━━━ Text block

Last year Connecticut state senator Ed Meyer introduced a bill to create “physician-assisted suicide.” It failed, but this year he and state representative Elizabeth Ritter are trying again.
H.B. 5326 would permit a competent person who is suffering from a terminal illness to “request aid in dying” through administration of prescribed medication. The bill is an affront to human life generally, but especially to elder or infirm adults and disabled individuals. For Connecticut citizens who respect life, it is unconscionable.
The bill’s proponents say that assisted suicide is the compassionate answer. But an article in The New York Times summarized that based on numerous studies of patients with severe and in many cases terminal illness, the reason for assisted suicide is rarely pain, or even fear of pain. Patients have reported that their reason for killing themselves is “depression, hopelessness and fear of loss of autonomy and control. … In this light, physician-assisted suicide looks less like a good death in the face of unremitting pain and more like plain old suicide.” The Times poignantly adds, “Typically, our response [to this] is not to give people the means to end their lives but to offer them counseling and caring.”

━━━━━━

* **Directions**:
1. Answer these questions from the passage on the Connecticut assisted-suicide bill:
(a) Who is trying again this year alongside Ed Meyer?
(b) What is the number of the bill?
(c) According to The New York Times, what is rarely the reason for assisted suicide?
2. List every reason patients reported for killing themselves, as quoted in the passage on the Connecticut assisted-suicide bill.
3. Take the passage on the Connecticut assisted-suicide bill further, starting after its last sentence.

━━━ Supplied records

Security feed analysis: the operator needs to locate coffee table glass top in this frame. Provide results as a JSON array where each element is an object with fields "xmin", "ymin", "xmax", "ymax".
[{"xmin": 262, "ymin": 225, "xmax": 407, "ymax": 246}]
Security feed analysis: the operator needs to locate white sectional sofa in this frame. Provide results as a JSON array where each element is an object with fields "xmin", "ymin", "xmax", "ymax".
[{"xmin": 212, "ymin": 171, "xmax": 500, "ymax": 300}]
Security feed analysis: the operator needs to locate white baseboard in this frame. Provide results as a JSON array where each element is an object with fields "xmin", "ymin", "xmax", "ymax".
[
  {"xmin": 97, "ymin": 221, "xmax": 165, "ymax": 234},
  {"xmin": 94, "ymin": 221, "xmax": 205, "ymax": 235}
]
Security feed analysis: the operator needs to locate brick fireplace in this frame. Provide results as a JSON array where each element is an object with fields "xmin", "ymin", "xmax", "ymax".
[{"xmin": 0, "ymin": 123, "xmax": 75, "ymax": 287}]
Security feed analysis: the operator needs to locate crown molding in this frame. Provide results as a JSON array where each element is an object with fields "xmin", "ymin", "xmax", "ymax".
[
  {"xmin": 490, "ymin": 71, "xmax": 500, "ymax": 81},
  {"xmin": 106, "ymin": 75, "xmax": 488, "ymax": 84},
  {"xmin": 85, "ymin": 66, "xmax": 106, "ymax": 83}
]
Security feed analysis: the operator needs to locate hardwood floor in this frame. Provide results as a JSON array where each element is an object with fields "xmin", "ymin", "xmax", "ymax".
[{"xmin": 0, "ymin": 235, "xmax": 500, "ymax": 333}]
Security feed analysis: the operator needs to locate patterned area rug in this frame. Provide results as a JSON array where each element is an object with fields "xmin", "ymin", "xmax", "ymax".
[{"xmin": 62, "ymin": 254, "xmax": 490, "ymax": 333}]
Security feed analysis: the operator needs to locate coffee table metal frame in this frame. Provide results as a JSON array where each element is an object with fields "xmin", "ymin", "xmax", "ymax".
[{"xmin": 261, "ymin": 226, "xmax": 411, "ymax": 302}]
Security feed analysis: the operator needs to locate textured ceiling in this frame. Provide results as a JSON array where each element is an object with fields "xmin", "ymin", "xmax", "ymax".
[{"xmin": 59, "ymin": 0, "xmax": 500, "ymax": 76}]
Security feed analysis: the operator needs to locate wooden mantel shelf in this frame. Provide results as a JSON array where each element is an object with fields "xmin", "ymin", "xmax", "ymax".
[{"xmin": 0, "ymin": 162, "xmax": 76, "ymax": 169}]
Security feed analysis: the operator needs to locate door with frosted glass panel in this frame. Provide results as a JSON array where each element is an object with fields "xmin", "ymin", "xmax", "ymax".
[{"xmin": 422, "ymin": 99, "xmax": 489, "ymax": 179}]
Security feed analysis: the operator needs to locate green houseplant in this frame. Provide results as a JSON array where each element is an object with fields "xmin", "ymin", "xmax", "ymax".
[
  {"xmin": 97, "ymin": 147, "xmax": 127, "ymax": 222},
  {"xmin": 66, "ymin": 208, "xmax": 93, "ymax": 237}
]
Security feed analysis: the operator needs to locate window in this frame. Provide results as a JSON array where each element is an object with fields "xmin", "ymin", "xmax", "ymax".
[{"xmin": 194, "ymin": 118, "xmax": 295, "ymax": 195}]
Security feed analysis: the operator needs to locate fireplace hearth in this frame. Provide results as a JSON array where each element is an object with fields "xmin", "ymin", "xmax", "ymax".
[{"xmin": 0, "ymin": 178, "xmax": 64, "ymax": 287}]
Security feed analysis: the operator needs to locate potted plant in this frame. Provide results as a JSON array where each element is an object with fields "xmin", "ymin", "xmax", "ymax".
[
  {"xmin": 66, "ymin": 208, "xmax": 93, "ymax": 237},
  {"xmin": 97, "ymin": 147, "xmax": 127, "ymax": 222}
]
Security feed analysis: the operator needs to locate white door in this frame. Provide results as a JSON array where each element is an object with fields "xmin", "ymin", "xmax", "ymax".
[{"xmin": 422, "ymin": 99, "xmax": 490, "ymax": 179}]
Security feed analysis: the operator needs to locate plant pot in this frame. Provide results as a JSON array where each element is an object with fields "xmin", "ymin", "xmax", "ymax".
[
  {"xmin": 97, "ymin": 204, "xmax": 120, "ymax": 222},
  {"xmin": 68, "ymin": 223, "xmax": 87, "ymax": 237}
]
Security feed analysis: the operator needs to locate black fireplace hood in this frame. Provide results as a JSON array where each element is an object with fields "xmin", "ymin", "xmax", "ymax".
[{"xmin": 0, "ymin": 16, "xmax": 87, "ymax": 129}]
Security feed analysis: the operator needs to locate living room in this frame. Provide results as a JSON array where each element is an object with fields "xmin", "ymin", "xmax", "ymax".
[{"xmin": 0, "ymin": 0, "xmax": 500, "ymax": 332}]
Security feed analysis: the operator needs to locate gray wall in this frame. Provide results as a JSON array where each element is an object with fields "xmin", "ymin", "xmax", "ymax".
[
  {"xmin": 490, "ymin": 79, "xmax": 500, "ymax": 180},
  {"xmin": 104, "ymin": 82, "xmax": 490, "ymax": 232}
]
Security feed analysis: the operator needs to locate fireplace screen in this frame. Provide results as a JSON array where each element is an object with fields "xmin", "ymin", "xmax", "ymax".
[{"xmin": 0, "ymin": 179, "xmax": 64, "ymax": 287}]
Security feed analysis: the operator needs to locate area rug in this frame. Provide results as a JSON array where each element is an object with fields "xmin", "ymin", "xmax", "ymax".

━━━━━━

* **Task-by-task outputs**:
1.
(a) State representative Elizabeth Ritter
(b) H.B. 5326
(c) Pain, or even fear of pain

2.
- Depression
- Hopelessness
- Fear of loss of autonomy and control

3.
Supporters of H.B. 5326 contend that it is not open to abuse because it applies only to “a competent person.” But the “assisted” part of “assisted suicide” necessitates the involvement of a second party: a doctor to prescribe lethal drugs to the person killing himself or herself. And that opens the door for people, especially those who depend on others in some way and are most in need of our care and protection, to be influenced toward death.
Moreover, for people who’ve already made up their own minds about dying, this kind of legislation has proven to lead to “physician shopping”—where someone who wants to die goes from doctor to doctor until he or she finds a physician who will prescribe the lethal cocktail of meds.